→ Exercise details: Copy every one of the rows below word for word, omitting the pictures.

— begin Provided records —

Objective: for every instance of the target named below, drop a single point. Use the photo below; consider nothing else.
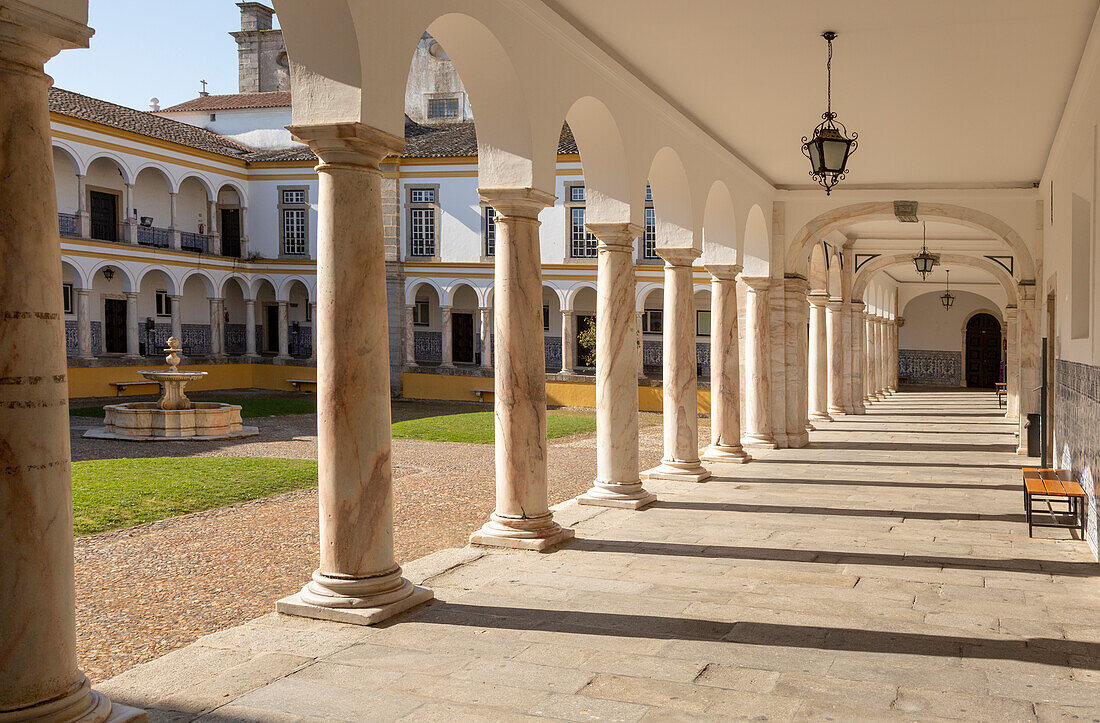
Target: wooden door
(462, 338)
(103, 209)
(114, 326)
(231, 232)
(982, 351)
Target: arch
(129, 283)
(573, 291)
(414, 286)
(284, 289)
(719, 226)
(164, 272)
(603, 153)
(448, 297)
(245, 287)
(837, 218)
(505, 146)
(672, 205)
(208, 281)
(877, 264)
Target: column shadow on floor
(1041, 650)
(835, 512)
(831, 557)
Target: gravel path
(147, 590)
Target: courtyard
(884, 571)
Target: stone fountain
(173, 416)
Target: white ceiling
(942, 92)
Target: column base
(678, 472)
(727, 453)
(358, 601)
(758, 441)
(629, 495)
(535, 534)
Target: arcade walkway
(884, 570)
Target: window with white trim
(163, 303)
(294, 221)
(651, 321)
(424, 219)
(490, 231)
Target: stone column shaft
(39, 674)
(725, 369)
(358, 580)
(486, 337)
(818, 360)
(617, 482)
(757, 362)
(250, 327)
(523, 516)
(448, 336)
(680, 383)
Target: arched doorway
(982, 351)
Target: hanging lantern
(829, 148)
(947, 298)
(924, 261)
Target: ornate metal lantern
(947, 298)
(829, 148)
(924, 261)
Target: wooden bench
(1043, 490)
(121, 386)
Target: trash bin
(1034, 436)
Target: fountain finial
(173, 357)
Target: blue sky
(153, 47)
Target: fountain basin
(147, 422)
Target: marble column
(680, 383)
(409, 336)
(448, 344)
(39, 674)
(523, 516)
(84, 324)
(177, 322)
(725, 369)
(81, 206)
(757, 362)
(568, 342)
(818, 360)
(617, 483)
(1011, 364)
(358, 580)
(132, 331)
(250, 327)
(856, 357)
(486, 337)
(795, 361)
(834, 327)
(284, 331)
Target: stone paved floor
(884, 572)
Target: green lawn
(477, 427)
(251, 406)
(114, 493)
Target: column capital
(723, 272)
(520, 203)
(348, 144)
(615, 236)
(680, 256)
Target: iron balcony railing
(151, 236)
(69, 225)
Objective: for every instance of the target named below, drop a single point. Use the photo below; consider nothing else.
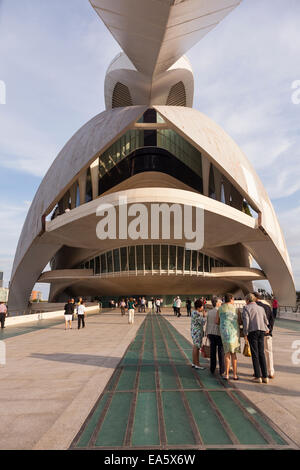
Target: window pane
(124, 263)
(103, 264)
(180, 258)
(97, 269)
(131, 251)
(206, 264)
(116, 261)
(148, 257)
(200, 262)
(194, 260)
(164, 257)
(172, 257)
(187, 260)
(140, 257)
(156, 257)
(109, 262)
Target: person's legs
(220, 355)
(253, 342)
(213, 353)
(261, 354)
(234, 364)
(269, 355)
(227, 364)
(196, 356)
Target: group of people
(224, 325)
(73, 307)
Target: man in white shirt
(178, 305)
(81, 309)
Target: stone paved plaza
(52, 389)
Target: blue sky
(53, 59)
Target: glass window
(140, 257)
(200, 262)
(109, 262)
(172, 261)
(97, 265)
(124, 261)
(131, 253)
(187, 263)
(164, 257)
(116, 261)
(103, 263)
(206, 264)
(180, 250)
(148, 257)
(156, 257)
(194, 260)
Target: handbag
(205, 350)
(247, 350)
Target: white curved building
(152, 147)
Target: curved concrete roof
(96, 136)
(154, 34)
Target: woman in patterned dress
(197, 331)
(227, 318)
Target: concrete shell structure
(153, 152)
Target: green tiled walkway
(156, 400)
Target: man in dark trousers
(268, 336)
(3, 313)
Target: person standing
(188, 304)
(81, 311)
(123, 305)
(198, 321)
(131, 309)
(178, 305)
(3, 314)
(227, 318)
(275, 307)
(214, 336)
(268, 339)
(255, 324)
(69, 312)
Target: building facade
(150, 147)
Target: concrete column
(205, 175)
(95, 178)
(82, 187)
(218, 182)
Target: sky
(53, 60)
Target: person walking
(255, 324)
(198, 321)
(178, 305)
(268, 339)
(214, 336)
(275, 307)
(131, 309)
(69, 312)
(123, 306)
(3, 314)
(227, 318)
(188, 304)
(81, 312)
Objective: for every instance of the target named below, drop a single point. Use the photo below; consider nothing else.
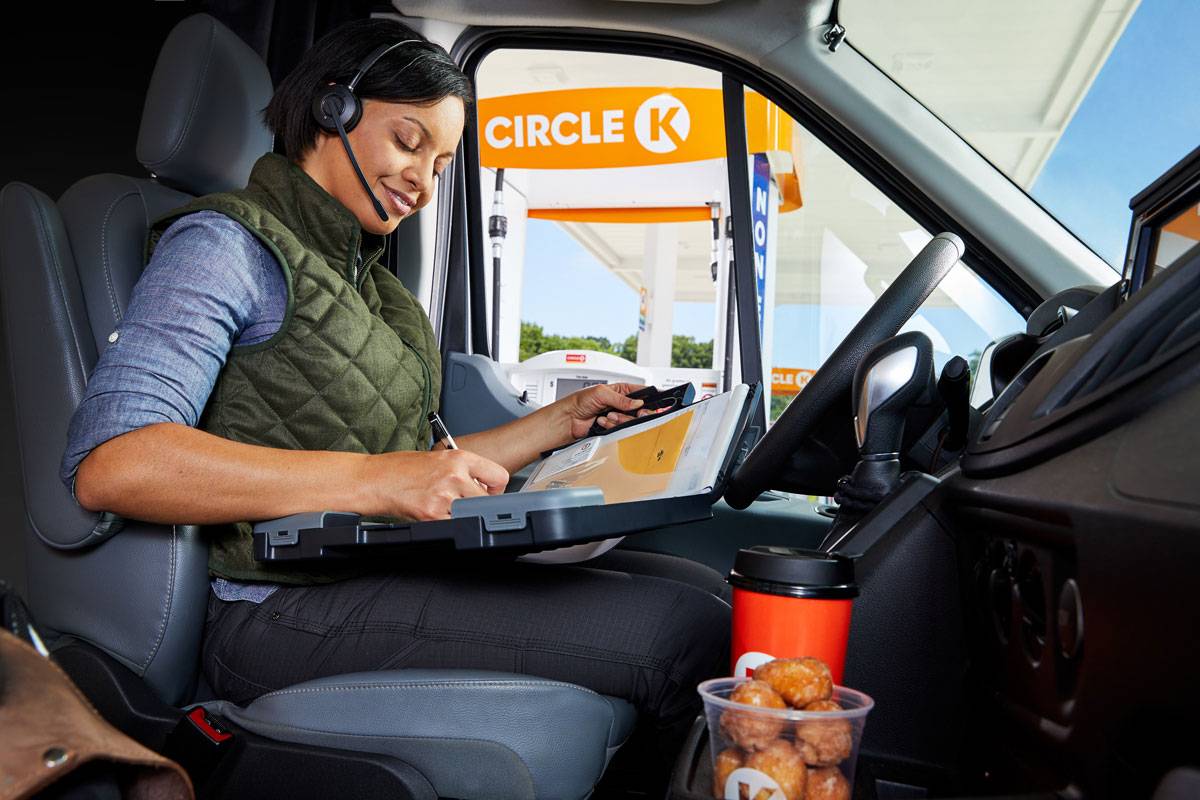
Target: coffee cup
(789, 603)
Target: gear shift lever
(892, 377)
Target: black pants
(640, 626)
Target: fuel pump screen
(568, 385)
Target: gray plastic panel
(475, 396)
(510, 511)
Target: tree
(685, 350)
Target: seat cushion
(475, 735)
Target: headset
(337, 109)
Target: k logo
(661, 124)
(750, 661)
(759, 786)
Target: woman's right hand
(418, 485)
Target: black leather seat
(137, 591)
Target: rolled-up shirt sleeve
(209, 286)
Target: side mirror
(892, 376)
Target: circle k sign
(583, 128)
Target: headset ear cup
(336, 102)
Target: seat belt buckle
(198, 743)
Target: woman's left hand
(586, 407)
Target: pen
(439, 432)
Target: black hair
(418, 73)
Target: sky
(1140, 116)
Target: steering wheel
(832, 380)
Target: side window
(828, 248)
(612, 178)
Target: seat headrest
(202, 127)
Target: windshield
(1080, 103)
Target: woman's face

— end Provided records —

→ Expected answer:
Objective: for every instance of the target named below, drop a single point. Use the photo below; consider nothing else.
Target: wooden door
(462, 338)
(103, 209)
(114, 326)
(231, 232)
(982, 351)
Target: arch
(129, 283)
(573, 291)
(414, 286)
(284, 289)
(719, 226)
(164, 272)
(603, 153)
(448, 297)
(245, 287)
(837, 218)
(505, 146)
(672, 205)
(208, 281)
(877, 264)
Target: column shadow on floor
(1041, 650)
(835, 512)
(831, 557)
Target: gravel path
(147, 590)
Target: courtyard
(884, 571)
Target: stone fountain
(173, 416)
Target: white ceiling
(942, 92)
Target: column base
(678, 472)
(727, 453)
(358, 601)
(758, 441)
(629, 495)
(535, 534)
Target: arcade walkway
(884, 570)
Target: window with white trim
(163, 303)
(294, 221)
(651, 321)
(424, 219)
(490, 231)
Target: stone column shaft
(39, 674)
(725, 369)
(358, 580)
(486, 337)
(818, 360)
(617, 482)
(757, 362)
(250, 327)
(523, 516)
(448, 336)
(680, 383)
Target: arched doorway
(982, 351)
Target: hanging lantern
(829, 148)
(947, 298)
(924, 261)
Target: ornate metal lantern
(947, 298)
(829, 148)
(924, 261)
Target: wooden bench
(1043, 490)
(121, 386)
Target: trash bin
(1034, 436)
Target: fountain finial
(173, 357)
Target: blue sky
(153, 47)
Target: fountain basin
(147, 422)
Target: marble column
(680, 383)
(409, 336)
(448, 344)
(39, 674)
(523, 516)
(84, 324)
(177, 322)
(725, 369)
(81, 206)
(757, 362)
(568, 342)
(818, 360)
(617, 483)
(1011, 364)
(358, 580)
(132, 331)
(250, 327)
(856, 357)
(486, 337)
(795, 361)
(834, 327)
(284, 331)
Target: stone paved floor
(884, 572)
Target: green lawn
(477, 427)
(251, 406)
(114, 493)
Target: column capital
(723, 272)
(520, 203)
(348, 144)
(615, 236)
(680, 256)
Target: iron balcony railing
(151, 236)
(69, 225)
Objective: for every instance of the target named below, drop a single point. Use the photo below; consider nothing else.
Target: window pane
(124, 263)
(103, 264)
(180, 258)
(97, 269)
(131, 251)
(206, 264)
(116, 261)
(148, 257)
(200, 262)
(194, 260)
(164, 257)
(172, 257)
(187, 260)
(140, 257)
(156, 257)
(109, 262)
Target: person's legs
(220, 355)
(253, 342)
(213, 353)
(261, 354)
(234, 364)
(269, 355)
(227, 364)
(196, 356)
Target: group of people
(224, 325)
(73, 307)
Target: man in white shirt
(178, 305)
(81, 309)
Target: stone paved plaza
(52, 389)
Target: blue sky
(53, 59)
Target: glass window
(140, 257)
(200, 262)
(109, 262)
(172, 261)
(97, 265)
(124, 261)
(131, 253)
(187, 263)
(164, 257)
(116, 261)
(103, 263)
(206, 264)
(180, 250)
(148, 257)
(156, 257)
(194, 260)
Target: handbag
(205, 350)
(247, 350)
Target: white curved building
(152, 147)
Target: curved concrete roof
(96, 136)
(154, 34)
Target: woman in patterned dress
(197, 331)
(227, 318)
Target: concrete shell structure
(153, 152)
Target: green tiled walkway
(156, 400)
Target: man in dark trousers
(268, 336)
(3, 313)
Target: person standing
(188, 304)
(81, 311)
(123, 305)
(198, 321)
(131, 309)
(178, 305)
(3, 314)
(227, 318)
(275, 307)
(214, 336)
(268, 339)
(255, 324)
(69, 312)
Target: building facade
(150, 147)
Target: concrete column
(205, 175)
(95, 178)
(82, 187)
(218, 182)
Target: sky
(53, 60)
Target: person walking
(255, 324)
(198, 321)
(178, 305)
(268, 339)
(214, 336)
(275, 307)
(131, 309)
(69, 312)
(123, 306)
(3, 314)
(227, 318)
(188, 304)
(81, 312)
Objective: for every instance of the target named below, drop a single point. Use the photo below; consider nothing else.
Target: coffee cup
(789, 603)
Target: gear shift lever
(892, 377)
Target: black pants
(640, 626)
Target: fuel pump screen
(568, 385)
Target: gray plastic panel
(475, 396)
(510, 511)
Target: tree
(685, 350)
Target: seat cushion
(475, 735)
Target: headset
(337, 109)
Target: k logo
(661, 124)
(750, 661)
(759, 786)
Target: woman's right hand
(418, 485)
Target: black leather seat
(137, 591)
Target: rolled-up shirt sleeve
(209, 286)
Target: side mirror
(892, 376)
Target: circle k sign
(583, 128)
Target: headset ear cup
(336, 102)
Target: seat belt buckle
(198, 743)
Target: woman's left hand
(586, 407)
Target: pen
(439, 432)
Target: black hair
(418, 73)
Target: sky
(1140, 116)
Target: steering wheel
(832, 380)
Target: side window
(828, 248)
(612, 178)
Target: seat headrest
(202, 127)
Target: windshield
(1080, 103)
Target: woman's face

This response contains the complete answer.